TESTO DI PARTENZA:
__________________________________________________

Non avete né una classe distinta, né una forma determinata. Tentennate, brancicate, barcollate come gli ebbri, come i folli, come i paralitici. Siete superbi sotto il manto dell’umiltà, vanitosi sotto quello della carità, terribili sotto quello del sorriso, spaventevoli sotto quello dell’umanitarismo, e scandalizzando per esser letti, vi accorgete che siete una nota stonata nella stampa, come siete un ibridismo nel paese, come nella società siete un anacronismo.

Siete sterili, di quella sterilità che nausea, perché è una diversione della legge naturale; -siete goffi, di quella goffagine che fa male, perché eccita il riso allo stato di parosismo; -siete perfidi di quella perfidia che atterrisce, perché prodotto del veleno coll’egoismo e sopra tutto, accoppiate a tutte le vostre azioni un che d’eroicomico, che fa indignare e compiangere, arrabbiare e sorridere, trasalire e commuovere, indispettire e commiserare.

Avete un merito però, -la sfrontatezza allo stato d’esagerazione, -l’impudenza al culmine dell’intrepidezza, -l’improntitudine sfacciata nella soddisfazione del compiacimento. Novelli Sbarbaro in caricatura, ne imitate la pertinacia ed il libello; -se non che in lui è innegabile l’ingegno, la veracità dei fatti denunziati e la ragionevolezza della sua indignazione, -in voi è indiscutibile la cretinaggine, la falsità delle cose pubblicizzate e l’ingiustificabilità della vostra pugna da cannibali.

Avete un solo scopo, -il sovvertimento; senza una logica conseguente, senza un concetto prefisso, senza il convincimento di quello che predicate –e sotto il manto di liberali, di progressisti, di difensori degli oppressi e degli sventurati, vituperate incessantemente l’umanità.

__________________________________________________

Righe dei dati di annotazione con riquadri:
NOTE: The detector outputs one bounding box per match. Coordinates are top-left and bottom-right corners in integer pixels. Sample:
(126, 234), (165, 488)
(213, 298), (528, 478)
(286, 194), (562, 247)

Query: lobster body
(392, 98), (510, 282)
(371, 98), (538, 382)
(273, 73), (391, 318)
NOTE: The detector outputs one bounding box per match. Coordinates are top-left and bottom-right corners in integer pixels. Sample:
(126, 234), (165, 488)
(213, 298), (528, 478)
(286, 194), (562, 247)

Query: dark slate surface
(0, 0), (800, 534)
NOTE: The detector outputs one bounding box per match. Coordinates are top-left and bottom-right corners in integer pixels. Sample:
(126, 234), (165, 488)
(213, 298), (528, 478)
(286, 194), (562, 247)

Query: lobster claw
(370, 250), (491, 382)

__________________________________________________

COSA RICHIEDE:
Estrai parola per parola dal testo di partenza il passo che inizia con "Avete un solo" e prosegue fino a "vituperate incessantemente l’umanità.".

RISULTATO COMPLETO:
Avete un solo scopo, -il sovvertimento; senza una logica conseguente, senza un concetto prefisso, senza il convincimento di quello che predicate –e sotto il manto di liberali, di progressisti, di difensori degli oppressi e degli sventurati, vituperate incessantemente l’umanità.